What the task requires: Would you show every line from the records that holds "smoking"?

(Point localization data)
↓↓↓

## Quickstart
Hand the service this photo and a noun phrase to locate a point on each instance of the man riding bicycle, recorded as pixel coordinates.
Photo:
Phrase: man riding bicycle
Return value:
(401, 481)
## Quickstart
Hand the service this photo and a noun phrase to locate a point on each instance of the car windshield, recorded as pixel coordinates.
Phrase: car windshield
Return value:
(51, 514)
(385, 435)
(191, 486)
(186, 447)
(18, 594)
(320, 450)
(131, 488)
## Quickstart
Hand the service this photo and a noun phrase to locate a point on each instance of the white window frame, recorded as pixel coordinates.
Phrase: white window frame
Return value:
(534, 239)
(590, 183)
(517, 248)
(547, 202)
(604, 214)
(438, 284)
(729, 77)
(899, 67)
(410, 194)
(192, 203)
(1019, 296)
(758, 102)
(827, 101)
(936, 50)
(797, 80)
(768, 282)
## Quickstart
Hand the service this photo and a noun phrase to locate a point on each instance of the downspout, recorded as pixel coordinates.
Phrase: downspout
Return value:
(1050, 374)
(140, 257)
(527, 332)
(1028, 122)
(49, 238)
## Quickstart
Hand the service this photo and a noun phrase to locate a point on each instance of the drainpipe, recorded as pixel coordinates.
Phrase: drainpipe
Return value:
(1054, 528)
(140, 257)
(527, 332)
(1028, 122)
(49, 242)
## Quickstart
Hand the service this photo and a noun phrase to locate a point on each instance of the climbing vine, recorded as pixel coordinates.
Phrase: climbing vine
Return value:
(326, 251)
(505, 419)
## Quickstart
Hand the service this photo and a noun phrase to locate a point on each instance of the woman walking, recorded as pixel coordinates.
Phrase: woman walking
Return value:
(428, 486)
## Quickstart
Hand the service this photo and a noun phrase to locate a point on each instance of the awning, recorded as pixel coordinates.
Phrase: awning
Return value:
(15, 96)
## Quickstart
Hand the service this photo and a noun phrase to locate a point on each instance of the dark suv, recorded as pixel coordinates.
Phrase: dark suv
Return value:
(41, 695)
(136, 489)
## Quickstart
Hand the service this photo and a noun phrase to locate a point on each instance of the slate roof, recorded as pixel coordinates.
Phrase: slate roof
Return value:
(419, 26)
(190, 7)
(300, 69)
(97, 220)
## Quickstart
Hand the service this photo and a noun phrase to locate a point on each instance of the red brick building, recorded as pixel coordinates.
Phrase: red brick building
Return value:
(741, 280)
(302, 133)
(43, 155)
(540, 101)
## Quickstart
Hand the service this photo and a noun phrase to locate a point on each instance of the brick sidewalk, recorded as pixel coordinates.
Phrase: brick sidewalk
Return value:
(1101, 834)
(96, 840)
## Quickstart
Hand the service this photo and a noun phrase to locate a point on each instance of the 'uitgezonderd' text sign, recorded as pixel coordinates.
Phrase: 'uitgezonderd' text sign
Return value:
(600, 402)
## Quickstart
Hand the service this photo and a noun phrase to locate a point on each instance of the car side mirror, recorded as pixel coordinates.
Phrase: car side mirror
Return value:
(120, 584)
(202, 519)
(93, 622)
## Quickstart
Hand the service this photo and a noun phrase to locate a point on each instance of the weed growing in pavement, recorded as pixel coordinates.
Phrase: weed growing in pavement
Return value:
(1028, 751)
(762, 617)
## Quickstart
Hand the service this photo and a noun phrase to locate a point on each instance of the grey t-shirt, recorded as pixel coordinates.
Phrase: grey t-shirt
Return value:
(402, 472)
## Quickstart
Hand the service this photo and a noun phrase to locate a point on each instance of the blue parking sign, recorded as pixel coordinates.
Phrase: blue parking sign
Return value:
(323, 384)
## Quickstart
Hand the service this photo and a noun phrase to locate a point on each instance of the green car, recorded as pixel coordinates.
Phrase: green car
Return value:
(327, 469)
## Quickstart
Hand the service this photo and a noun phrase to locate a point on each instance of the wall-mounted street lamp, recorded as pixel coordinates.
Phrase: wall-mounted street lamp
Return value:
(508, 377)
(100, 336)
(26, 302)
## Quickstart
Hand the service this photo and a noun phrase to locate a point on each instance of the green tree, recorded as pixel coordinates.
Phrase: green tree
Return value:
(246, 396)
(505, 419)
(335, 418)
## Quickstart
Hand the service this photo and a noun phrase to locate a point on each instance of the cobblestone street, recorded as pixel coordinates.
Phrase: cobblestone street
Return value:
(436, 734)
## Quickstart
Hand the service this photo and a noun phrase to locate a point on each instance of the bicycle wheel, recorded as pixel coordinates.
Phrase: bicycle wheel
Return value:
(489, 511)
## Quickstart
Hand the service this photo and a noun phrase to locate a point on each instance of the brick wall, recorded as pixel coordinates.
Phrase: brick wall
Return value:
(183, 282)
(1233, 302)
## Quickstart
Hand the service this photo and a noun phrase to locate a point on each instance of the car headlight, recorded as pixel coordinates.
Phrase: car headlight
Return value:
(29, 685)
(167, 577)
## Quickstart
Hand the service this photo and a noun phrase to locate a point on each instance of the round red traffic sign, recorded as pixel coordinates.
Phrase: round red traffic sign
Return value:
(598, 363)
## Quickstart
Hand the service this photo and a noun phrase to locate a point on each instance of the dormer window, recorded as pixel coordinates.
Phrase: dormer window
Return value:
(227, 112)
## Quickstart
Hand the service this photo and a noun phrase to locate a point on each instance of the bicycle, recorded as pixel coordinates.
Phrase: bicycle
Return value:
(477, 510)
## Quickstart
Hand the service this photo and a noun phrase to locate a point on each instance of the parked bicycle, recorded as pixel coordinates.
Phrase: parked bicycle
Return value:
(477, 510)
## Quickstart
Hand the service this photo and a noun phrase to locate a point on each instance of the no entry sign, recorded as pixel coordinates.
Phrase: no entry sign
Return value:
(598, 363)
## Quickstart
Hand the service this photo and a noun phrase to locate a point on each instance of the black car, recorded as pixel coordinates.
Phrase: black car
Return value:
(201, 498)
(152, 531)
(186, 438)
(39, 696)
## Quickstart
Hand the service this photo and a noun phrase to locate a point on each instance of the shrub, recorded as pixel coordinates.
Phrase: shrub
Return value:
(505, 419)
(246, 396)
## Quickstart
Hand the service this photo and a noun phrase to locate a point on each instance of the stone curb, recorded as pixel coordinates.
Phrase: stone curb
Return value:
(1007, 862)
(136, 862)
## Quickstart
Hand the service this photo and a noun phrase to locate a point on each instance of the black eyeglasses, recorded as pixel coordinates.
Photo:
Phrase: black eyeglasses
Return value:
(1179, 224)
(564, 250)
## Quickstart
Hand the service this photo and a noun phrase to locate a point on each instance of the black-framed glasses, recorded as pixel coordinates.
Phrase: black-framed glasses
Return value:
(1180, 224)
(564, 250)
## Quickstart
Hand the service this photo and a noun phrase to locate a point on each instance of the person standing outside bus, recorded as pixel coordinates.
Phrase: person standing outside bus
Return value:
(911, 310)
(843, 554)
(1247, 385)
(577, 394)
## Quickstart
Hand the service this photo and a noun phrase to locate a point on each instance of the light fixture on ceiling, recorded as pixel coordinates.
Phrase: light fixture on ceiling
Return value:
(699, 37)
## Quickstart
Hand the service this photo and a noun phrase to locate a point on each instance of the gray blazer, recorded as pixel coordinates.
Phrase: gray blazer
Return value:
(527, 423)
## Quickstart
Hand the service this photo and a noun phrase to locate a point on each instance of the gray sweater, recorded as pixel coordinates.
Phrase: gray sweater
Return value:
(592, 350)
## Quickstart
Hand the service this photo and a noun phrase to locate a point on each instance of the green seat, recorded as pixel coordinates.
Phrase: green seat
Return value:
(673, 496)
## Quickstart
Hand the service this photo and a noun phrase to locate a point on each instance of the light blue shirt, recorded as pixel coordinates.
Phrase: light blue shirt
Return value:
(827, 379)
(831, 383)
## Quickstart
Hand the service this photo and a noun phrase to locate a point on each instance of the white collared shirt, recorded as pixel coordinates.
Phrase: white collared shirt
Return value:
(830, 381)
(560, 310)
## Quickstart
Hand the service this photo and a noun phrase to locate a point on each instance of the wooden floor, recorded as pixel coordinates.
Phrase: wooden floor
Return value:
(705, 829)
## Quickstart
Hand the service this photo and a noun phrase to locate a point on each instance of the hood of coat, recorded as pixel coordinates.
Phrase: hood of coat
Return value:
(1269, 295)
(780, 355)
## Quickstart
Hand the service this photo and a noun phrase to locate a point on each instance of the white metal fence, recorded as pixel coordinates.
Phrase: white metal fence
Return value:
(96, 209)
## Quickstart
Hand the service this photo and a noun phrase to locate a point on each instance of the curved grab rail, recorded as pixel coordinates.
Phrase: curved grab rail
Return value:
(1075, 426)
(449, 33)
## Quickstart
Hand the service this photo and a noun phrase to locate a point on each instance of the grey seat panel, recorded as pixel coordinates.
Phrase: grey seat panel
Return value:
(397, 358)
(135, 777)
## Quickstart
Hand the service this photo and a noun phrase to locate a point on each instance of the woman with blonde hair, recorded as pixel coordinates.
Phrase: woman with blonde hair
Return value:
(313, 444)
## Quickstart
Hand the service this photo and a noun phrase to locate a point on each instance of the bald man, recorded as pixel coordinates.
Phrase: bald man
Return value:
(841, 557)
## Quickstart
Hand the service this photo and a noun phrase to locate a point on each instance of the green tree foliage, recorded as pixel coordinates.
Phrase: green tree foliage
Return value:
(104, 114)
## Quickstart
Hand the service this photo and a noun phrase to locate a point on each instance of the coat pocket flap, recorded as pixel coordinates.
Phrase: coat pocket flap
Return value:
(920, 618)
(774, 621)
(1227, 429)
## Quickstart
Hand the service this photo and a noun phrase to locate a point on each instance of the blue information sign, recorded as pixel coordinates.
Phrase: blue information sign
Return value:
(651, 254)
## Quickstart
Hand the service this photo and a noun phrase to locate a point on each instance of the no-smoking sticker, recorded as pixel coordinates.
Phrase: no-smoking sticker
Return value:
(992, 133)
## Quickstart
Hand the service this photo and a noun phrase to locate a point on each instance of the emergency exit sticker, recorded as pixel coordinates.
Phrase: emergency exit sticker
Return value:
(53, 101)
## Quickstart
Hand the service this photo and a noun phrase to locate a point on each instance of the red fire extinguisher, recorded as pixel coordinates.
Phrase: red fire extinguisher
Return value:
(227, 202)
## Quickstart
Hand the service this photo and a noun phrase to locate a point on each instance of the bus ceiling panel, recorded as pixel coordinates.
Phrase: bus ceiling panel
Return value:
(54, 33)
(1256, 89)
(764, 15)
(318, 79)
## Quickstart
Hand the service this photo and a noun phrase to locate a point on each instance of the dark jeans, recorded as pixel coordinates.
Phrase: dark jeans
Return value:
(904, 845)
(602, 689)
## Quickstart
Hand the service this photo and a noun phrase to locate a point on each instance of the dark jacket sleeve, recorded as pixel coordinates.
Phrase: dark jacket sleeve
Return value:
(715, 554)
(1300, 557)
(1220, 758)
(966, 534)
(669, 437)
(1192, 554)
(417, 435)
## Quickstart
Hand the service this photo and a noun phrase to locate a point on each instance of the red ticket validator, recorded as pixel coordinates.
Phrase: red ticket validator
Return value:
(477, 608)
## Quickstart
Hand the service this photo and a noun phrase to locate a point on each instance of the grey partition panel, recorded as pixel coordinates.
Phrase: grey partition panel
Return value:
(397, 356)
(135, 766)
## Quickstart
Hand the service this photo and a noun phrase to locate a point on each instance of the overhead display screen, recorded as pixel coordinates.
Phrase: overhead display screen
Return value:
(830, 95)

↑↑↑

Result for this exercise:
Hand the service this photo and a noun phrase to locate a point on each instance of the no-smoking sticker, recorded as pixel coordinates.
Phrase: no-smoking sticker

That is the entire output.